Reading passage:
==========

Two months after submitting her application, medical records, and a letter from her neurologist, Chiancone was accepted. She spent the last week of January 2020 at NIH. “It was amazing,” she said.
Toro said his interest was piqued by Chiancone’s unusual presentation: a nerve conduction study that he said was “very suggestive” of ALS; extensive white matter brain lesions that are common in neurodegenerative diseases such as multiple sclerosis but not ALS; and her weight loss surgery. People who undergo such operations are warned of the dangers caused by malabsorption and related problems and told they must take replacement supplements of vitamins and minerals for the rest of their lives.
Toro said he wondered whether the combination of weight loss surgery and methotrexate, which is known to deplete folate, had blocked the transport of the essential vitamin across the blood brain barrier, preventing it from reaching the central nervous system.
The result can be cerebral folate deficiency, which can cause nerve damage, muscle weakness, dementia-like memory loss, and white matter lesions. (In children, cerebral folate deficiency is caused by a genetic mutation.)
Cerebral folate deficiency is detected through a specialized test for 5-methyltetrahydrofolate, which requires a spinal tap. Chiancone underwent the test, which confirmed Toro’s hunch: the level of folate in her spinal fluid was virtually undetectable, even though the level in her blood was normal.

==========

Check your understanding:
- 1) Answer these questions from the passage:
(a) When did Chiancone spend a week at NIH?
(b) Which drug is known to deplete folate?
(c) What procedure does the specialized test for 5-methyltetrahydrofolate require?
- 2) According to the passage, what can cerebral folate deficiency cause? List every effect it names.

[Data records]
==========

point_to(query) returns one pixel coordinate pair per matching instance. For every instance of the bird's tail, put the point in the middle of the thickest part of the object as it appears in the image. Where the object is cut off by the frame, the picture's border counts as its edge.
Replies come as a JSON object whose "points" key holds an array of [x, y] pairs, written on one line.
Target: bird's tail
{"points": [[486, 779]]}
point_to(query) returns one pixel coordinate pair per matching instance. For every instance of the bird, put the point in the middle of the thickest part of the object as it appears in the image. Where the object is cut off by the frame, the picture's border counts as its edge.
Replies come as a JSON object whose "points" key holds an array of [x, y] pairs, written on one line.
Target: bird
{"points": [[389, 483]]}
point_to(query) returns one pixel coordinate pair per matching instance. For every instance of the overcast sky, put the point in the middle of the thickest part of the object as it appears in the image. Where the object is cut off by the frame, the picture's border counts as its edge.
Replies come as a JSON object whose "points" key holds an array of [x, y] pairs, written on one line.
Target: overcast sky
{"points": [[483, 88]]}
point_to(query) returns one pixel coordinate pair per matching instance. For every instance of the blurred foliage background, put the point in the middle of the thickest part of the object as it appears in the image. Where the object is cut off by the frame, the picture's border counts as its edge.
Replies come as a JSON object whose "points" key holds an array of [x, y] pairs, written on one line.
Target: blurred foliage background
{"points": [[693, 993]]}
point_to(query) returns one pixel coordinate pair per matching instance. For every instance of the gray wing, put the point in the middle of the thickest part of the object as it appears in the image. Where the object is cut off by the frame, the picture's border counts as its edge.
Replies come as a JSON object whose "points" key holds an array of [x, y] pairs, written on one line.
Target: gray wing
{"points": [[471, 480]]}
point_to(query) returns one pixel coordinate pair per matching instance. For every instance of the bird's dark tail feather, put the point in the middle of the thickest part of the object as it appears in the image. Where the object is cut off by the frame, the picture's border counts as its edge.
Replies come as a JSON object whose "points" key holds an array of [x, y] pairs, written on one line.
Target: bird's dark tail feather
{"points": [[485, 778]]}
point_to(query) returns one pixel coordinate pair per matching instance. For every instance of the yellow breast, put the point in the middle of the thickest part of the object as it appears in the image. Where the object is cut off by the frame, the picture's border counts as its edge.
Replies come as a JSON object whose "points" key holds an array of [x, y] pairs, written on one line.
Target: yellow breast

==========

Completed exercise:
- 1)
(a) The last week of January 2020
(b) Methotrexate
(c) A spinal tap

- 2) Nerve damage, muscle weakness, dementia-like memory loss, and white matter lesions